DIRECTIONS FOR THIS TASK: Return the full listing below, unchanged.

SUPPLIED INFORMATION:

──────────────────────────────

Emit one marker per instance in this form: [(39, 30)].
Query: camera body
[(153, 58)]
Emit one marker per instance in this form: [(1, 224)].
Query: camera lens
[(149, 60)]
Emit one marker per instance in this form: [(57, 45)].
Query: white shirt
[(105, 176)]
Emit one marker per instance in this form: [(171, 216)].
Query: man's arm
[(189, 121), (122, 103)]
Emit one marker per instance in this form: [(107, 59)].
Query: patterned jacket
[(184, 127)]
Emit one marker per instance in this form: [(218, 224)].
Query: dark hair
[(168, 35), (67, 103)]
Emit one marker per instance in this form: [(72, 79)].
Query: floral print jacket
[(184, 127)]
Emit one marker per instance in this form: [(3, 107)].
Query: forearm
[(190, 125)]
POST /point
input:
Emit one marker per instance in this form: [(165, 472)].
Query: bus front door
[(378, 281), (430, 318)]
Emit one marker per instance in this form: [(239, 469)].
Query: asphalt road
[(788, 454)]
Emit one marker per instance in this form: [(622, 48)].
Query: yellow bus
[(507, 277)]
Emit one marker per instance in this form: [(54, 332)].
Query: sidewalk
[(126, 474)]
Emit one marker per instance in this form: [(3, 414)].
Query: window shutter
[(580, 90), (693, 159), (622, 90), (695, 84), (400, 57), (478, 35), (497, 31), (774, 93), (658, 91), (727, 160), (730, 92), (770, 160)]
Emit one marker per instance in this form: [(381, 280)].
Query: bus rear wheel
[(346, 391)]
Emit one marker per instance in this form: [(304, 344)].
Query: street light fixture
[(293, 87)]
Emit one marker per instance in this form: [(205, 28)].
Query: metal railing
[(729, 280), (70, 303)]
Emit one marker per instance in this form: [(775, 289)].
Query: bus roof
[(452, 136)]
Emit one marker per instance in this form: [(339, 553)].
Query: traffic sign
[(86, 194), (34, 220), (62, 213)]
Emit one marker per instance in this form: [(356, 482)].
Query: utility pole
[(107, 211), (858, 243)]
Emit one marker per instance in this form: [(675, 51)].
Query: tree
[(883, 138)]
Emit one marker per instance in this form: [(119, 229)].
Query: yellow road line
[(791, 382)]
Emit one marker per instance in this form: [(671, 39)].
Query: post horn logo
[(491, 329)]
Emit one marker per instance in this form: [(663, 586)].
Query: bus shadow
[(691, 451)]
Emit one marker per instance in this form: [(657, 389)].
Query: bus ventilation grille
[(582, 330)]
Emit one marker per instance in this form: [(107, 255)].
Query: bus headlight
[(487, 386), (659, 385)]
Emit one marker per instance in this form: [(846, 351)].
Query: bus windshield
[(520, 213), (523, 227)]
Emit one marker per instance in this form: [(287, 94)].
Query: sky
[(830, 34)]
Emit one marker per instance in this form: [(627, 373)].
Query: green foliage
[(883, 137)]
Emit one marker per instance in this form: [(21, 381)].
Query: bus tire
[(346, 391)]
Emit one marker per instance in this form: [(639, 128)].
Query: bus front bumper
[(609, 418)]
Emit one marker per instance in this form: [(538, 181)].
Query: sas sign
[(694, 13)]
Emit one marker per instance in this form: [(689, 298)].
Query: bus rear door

──────────────────────────────

OUTPUT:
Emit one marker per instance in this form: [(39, 30)].
Query: camera body
[(153, 58)]
Emit one marker per instance in this form: [(1, 224)].
Query: camera lens
[(149, 60)]
Emit one marker per instance in this form: [(57, 45)].
Query: white shirt
[(105, 176)]
Emit one marker per instance in this form: [(171, 216)].
Query: man's arm
[(189, 121), (122, 103)]
Emit one marker per instance in this form: [(107, 59)].
Query: patterned jacket
[(184, 127)]
Emit one marker per instance in this form: [(218, 224)].
Query: dark hair
[(168, 35), (67, 103)]
Emit one marker per instance in this form: [(72, 79)].
Query: floral print jacket
[(184, 127)]
Emit one marker per instance in this form: [(3, 107)].
Query: forearm
[(190, 125)]
POST /point
input:
Emit one marker per instance in this form: [(165, 472)].
Query: bus front door
[(378, 281), (430, 318)]
Emit one marker per instance in this form: [(239, 469)].
Query: asphalt road
[(788, 454)]
Emit one marker per instance in this form: [(622, 48)].
Query: yellow bus
[(507, 277)]
Emit one marker per instance in this form: [(54, 332)].
Query: sidewalk
[(126, 474)]
Emit one marker per instance in this form: [(3, 414)].
Query: window shutter
[(580, 90), (693, 159), (622, 90), (695, 84), (400, 57), (478, 35), (497, 31), (774, 93), (658, 91), (727, 160), (730, 92), (770, 160)]
Emit one marker per instance in this form: [(381, 280)].
Query: bus rear wheel
[(346, 391)]
Emit one marker per instance in this form: [(304, 344)].
Query: street light fixture
[(293, 87)]
Emit one marker per instance in this form: [(205, 28)].
Query: metal railing
[(729, 280), (70, 303)]
Emit one marker per instance in this form: [(775, 289)].
Query: bus roof
[(452, 136)]
Emit one marker per instance in this form: [(339, 553)].
Query: traffic sign
[(86, 194), (34, 220), (62, 213)]
Emit one marker per instance in this form: [(356, 482)].
Query: utility pole
[(107, 211), (858, 243)]
Emit one marker per instance in this form: [(675, 51)].
Query: tree
[(883, 138)]
Emit one marker per instance in this form: [(119, 229)].
Query: yellow road line
[(791, 382)]
Emit one marker per instance in this form: [(671, 39)].
Query: post horn logo
[(491, 329)]
Emit one marker per instance in this form: [(663, 586)].
Query: bus shadow
[(691, 451)]
Emit one marker per instance in this form: [(657, 389)].
Query: bus ventilation grille
[(582, 330)]
Emit one marker per instance in this form: [(107, 255)].
Query: bus headlight
[(487, 386), (659, 385)]
Emit one marker per instance in this form: [(846, 351)].
Query: bus windshield
[(520, 213), (523, 227)]
Emit one marker per instance in this form: [(287, 94)].
Query: sky
[(830, 34)]
Emit one marker per instance in this form: [(627, 373)].
Query: green foliage
[(883, 137)]
Emit one marker per instance in this form: [(21, 381)].
Query: bus tire
[(346, 391)]
Emit one marker per instance in this form: [(639, 128)].
Query: bus front bumper
[(609, 418)]
Emit one marker per instance in this form: [(538, 181)].
Query: sas sign
[(694, 13)]
Emit one marker per instance in this form: [(689, 298)].
Query: bus rear door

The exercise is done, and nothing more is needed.